Items for labeling regions
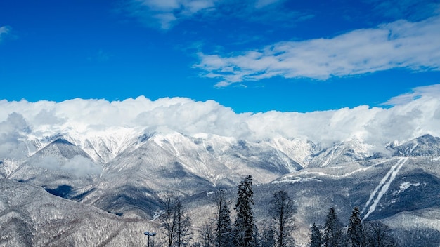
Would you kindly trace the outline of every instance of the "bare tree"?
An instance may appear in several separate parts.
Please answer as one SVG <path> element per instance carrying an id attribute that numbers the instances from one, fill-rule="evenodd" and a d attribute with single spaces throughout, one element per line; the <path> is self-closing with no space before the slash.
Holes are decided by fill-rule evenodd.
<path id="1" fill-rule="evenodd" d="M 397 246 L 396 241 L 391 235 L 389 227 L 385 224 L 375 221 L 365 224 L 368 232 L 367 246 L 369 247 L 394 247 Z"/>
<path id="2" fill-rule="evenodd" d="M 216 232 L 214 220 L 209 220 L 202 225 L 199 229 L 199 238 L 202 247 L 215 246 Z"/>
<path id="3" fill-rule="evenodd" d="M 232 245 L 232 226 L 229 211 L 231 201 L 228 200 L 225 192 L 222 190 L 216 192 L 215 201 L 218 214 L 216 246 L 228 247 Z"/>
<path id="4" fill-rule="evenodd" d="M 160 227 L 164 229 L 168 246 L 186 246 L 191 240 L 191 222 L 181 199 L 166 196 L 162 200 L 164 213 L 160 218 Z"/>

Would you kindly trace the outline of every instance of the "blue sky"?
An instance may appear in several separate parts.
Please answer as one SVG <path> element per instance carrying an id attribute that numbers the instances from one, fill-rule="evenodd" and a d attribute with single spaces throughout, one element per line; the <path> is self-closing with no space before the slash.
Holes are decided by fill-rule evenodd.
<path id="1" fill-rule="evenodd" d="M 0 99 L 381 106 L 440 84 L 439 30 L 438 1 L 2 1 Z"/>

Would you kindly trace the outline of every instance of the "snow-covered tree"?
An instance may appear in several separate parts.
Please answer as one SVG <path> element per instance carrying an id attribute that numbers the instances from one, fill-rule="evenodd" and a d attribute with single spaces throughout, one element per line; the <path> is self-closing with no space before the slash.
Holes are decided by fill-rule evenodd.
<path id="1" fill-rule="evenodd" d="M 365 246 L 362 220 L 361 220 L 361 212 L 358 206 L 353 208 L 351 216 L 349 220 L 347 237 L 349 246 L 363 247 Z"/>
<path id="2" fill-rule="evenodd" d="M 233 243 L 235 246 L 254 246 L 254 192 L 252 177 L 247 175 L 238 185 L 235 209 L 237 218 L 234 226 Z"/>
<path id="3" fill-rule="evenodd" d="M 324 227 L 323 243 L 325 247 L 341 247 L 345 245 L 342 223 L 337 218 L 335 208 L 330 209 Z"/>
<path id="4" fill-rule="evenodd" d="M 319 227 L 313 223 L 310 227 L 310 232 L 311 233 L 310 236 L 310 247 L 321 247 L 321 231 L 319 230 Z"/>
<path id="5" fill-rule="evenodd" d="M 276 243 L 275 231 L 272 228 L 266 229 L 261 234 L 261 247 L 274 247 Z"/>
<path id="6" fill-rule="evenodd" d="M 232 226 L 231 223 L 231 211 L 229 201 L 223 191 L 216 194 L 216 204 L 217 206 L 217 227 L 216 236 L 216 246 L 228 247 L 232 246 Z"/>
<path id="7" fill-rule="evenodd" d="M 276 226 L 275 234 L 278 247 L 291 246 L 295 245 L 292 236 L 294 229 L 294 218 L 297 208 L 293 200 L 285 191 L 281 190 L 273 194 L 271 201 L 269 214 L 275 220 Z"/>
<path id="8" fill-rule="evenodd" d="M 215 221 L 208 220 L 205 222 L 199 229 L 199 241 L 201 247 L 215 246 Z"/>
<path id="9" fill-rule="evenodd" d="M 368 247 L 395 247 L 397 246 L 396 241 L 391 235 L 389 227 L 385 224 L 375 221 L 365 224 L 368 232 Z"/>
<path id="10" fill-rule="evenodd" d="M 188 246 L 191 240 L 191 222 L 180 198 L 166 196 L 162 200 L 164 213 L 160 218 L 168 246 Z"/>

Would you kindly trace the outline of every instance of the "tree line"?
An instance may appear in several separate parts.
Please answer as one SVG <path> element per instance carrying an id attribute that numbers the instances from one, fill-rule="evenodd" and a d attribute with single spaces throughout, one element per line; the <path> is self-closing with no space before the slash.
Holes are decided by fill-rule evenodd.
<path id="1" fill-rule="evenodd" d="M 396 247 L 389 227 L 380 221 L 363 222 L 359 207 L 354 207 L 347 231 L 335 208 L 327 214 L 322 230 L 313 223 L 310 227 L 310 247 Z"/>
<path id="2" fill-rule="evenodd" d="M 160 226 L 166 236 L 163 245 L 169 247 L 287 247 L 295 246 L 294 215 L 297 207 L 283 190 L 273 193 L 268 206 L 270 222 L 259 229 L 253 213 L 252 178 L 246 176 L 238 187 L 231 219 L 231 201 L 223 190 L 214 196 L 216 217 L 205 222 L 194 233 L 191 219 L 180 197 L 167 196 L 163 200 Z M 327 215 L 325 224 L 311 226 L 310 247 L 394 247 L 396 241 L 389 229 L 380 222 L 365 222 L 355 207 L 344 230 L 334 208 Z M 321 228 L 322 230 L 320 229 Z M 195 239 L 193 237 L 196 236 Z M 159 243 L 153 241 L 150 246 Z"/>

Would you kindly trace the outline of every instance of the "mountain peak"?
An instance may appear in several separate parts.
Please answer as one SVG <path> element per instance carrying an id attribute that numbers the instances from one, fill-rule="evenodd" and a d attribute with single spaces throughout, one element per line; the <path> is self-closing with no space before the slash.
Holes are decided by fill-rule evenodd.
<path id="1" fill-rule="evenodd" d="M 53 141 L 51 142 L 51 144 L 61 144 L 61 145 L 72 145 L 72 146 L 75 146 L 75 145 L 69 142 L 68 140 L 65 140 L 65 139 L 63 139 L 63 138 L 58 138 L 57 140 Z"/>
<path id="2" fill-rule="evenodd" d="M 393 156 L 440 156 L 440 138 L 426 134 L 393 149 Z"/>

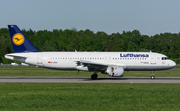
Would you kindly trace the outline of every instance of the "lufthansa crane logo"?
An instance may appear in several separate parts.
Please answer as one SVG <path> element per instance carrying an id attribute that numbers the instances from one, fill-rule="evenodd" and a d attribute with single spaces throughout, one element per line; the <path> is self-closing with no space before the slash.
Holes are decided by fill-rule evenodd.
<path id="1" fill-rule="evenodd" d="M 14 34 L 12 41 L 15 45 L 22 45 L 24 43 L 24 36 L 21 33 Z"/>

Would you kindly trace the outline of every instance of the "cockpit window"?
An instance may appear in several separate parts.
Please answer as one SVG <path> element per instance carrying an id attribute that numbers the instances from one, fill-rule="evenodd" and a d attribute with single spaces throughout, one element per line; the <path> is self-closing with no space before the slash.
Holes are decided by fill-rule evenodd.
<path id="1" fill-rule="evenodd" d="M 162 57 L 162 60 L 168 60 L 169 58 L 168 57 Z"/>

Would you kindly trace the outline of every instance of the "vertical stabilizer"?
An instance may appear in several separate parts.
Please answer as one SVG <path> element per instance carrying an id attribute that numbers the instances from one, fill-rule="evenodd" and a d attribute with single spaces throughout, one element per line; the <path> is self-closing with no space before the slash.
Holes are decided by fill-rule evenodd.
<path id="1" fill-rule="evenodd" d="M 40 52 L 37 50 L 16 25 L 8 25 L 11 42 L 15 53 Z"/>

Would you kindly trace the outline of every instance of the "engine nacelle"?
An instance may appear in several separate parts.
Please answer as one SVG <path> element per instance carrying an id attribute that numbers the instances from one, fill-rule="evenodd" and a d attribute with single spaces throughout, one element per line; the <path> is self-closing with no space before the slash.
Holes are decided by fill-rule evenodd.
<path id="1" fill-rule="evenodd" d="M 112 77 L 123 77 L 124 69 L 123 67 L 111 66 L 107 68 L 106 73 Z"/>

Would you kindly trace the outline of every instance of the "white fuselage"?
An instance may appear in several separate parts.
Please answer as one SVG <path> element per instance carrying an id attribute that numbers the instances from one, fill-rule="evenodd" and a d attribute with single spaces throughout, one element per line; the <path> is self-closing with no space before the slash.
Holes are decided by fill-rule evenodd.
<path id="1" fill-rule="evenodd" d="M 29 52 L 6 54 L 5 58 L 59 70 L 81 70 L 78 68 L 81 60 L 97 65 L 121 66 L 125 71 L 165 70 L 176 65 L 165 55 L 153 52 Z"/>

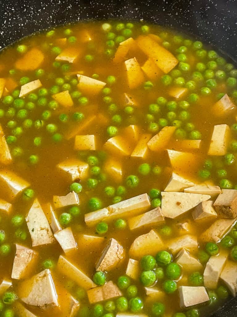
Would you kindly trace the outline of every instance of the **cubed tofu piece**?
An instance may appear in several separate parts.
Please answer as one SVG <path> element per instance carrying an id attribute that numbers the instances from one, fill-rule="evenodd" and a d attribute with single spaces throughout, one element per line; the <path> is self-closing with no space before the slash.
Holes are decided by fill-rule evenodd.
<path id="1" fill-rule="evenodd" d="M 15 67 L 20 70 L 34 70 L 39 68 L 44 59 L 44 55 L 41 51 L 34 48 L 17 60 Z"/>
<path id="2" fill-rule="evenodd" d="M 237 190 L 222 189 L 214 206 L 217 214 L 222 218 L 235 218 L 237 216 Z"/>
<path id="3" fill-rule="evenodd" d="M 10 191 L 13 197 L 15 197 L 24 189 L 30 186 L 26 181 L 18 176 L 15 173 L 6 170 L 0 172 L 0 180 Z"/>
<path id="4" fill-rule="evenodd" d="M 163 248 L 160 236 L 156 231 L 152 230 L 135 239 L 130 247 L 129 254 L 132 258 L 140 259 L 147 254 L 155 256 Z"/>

* **WRITTEN INSTRUCTION**
Copy the items word for word, beginning at the start of the items and stopping after the line that contains "216 232 L 214". Leave the pictures out of your answer.

* **ANSWER FOR THIS EXERCISE**
Would you kindly trace the outline of every instance of the "bare tree"?
An instance may appear in several separate parts.
Please answer as one SVG <path> element per instance carrying an id attribute that numbers the instances from one, fill-rule="evenodd" and a d attribute with single spaces throughout, one element per line; the <path> is self-closing with no space before the slash.
Holes are decided by fill-rule evenodd.
<path id="1" fill-rule="evenodd" d="M 397 246 L 396 241 L 391 235 L 389 227 L 385 224 L 375 221 L 365 224 L 368 232 L 367 246 L 369 247 L 394 247 Z"/>
<path id="2" fill-rule="evenodd" d="M 216 232 L 214 220 L 209 220 L 202 225 L 199 229 L 199 238 L 202 247 L 215 246 Z"/>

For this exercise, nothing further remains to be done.